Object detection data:
━━━━━━

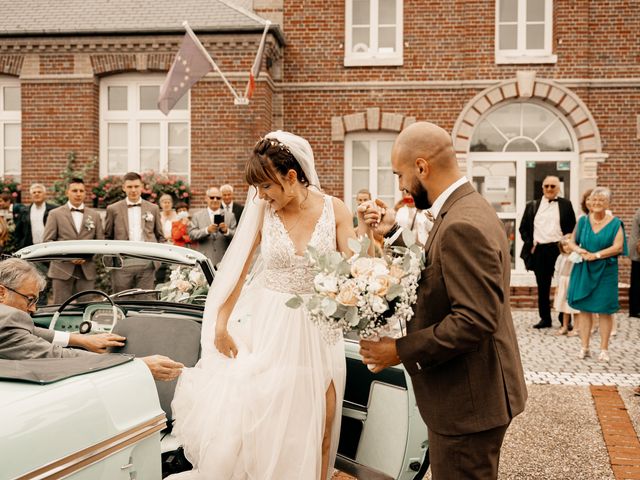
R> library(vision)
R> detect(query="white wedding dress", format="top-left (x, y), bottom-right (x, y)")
top-left (169, 196), bottom-right (346, 480)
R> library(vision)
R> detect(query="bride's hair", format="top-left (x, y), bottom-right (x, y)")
top-left (244, 138), bottom-right (309, 187)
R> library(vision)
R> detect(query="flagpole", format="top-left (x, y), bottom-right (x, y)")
top-left (244, 20), bottom-right (271, 102)
top-left (182, 20), bottom-right (248, 105)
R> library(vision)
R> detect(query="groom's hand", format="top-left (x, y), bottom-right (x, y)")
top-left (360, 337), bottom-right (401, 373)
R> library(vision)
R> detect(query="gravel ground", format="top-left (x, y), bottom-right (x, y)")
top-left (425, 385), bottom-right (612, 480)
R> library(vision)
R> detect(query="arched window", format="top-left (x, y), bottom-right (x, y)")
top-left (470, 102), bottom-right (574, 152)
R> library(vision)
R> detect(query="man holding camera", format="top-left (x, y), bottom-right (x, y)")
top-left (189, 187), bottom-right (236, 266)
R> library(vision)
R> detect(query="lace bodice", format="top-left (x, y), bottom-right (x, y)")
top-left (260, 195), bottom-right (336, 293)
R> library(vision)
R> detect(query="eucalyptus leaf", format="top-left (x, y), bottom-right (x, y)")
top-left (402, 228), bottom-right (416, 248)
top-left (285, 295), bottom-right (304, 308)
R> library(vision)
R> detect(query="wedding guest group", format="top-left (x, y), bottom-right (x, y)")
top-left (189, 187), bottom-right (236, 266)
top-left (520, 175), bottom-right (576, 328)
top-left (43, 178), bottom-right (104, 304)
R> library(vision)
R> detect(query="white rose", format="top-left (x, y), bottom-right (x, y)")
top-left (313, 273), bottom-right (338, 293)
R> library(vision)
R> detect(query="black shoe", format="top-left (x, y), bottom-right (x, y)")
top-left (533, 320), bottom-right (551, 328)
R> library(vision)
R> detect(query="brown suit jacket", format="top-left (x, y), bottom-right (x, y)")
top-left (104, 200), bottom-right (165, 243)
top-left (397, 183), bottom-right (527, 435)
top-left (43, 205), bottom-right (104, 280)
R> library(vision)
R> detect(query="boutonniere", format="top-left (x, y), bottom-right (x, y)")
top-left (84, 217), bottom-right (96, 232)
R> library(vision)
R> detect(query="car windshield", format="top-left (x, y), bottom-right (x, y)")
top-left (30, 254), bottom-right (209, 306)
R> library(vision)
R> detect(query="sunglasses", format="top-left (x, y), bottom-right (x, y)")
top-left (3, 285), bottom-right (40, 307)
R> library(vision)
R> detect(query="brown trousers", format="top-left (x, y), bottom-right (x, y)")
top-left (429, 424), bottom-right (509, 480)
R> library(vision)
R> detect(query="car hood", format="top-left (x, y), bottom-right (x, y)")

━━━━━━

Convert every line of the data above into a numbered list, skipping any blank lines. Omit the pictures from your output.

Answer to this exercise:
1. R> library(vision)
2. R> detect(query="white wedding dress", format="top-left (x, y), bottom-right (x, y)")
3. top-left (169, 196), bottom-right (346, 480)
4. R> library(vision)
5. R> detect(query="bride's hair", format="top-left (x, y), bottom-right (x, y)")
6. top-left (244, 138), bottom-right (309, 187)
7. R> library(vision)
8. R> detect(query="flagpole", format="top-left (x, y), bottom-right (x, y)")
9. top-left (244, 20), bottom-right (271, 102)
10. top-left (182, 20), bottom-right (248, 105)
11. R> library(vision)
12. R> detect(query="groom's hand", format="top-left (x, y), bottom-right (x, y)")
13. top-left (360, 337), bottom-right (401, 373)
14. R> library(vision)
15. R> detect(query="gravel ground", format="top-left (x, y), bottom-right (x, y)")
16. top-left (425, 385), bottom-right (612, 480)
17. R> library(vision)
18. R> detect(query="arched window", format="top-left (x, y), bottom-right (x, y)")
19. top-left (470, 102), bottom-right (574, 152)
20. R> library(vision)
21. R> detect(query="man holding camera", format="top-left (x, y), bottom-right (x, y)")
22. top-left (189, 187), bottom-right (236, 266)
23. R> library(vision)
24. R> detect(query="lace bodice", format="top-left (x, y), bottom-right (x, y)")
25. top-left (260, 195), bottom-right (336, 293)
26. R> library(vision)
27. R> detect(query="eucalyptus leaf", format="top-left (x, y), bottom-right (x, y)")
28. top-left (402, 228), bottom-right (416, 248)
29. top-left (285, 295), bottom-right (304, 308)
30. R> library(vision)
31. R> detect(query="wedding guest group", format="top-left (x, y), bottom-right (x, y)")
32. top-left (189, 187), bottom-right (236, 266)
33. top-left (520, 175), bottom-right (576, 328)
34. top-left (43, 178), bottom-right (104, 304)
35. R> library(vision)
36. R> detect(query="white rose", format="top-left (x, y), bottom-right (x, y)")
37. top-left (313, 273), bottom-right (338, 293)
38. R> library(vision)
39. R> detect(query="black shoe", format="top-left (x, y), bottom-right (x, y)")
40. top-left (533, 320), bottom-right (551, 328)
41. R> library(vision)
42. R> detect(query="brown suit jacket", format="top-left (x, y), bottom-right (x, y)")
43. top-left (104, 200), bottom-right (165, 243)
44. top-left (397, 183), bottom-right (527, 435)
45. top-left (43, 205), bottom-right (104, 280)
46. R> library(vision)
47. R> detect(query="boutonniere", format="top-left (x, y), bottom-right (x, y)")
48. top-left (84, 217), bottom-right (96, 232)
49. R> library(vision)
50. R> detect(query="car windshield", format="top-left (x, y), bottom-right (x, y)")
51. top-left (30, 254), bottom-right (209, 306)
52. R> library(vision)
53. R> detect(query="sunglasses", format="top-left (x, y), bottom-right (x, y)")
54. top-left (3, 285), bottom-right (40, 307)
55. R> library(vision)
56. R> detect(query="brown trousers", format="top-left (x, y), bottom-right (x, y)")
57. top-left (429, 424), bottom-right (509, 480)
58. R> library(vision)
59. R> detect(query="car hood", format="top-left (x, y), bottom-right (x, y)")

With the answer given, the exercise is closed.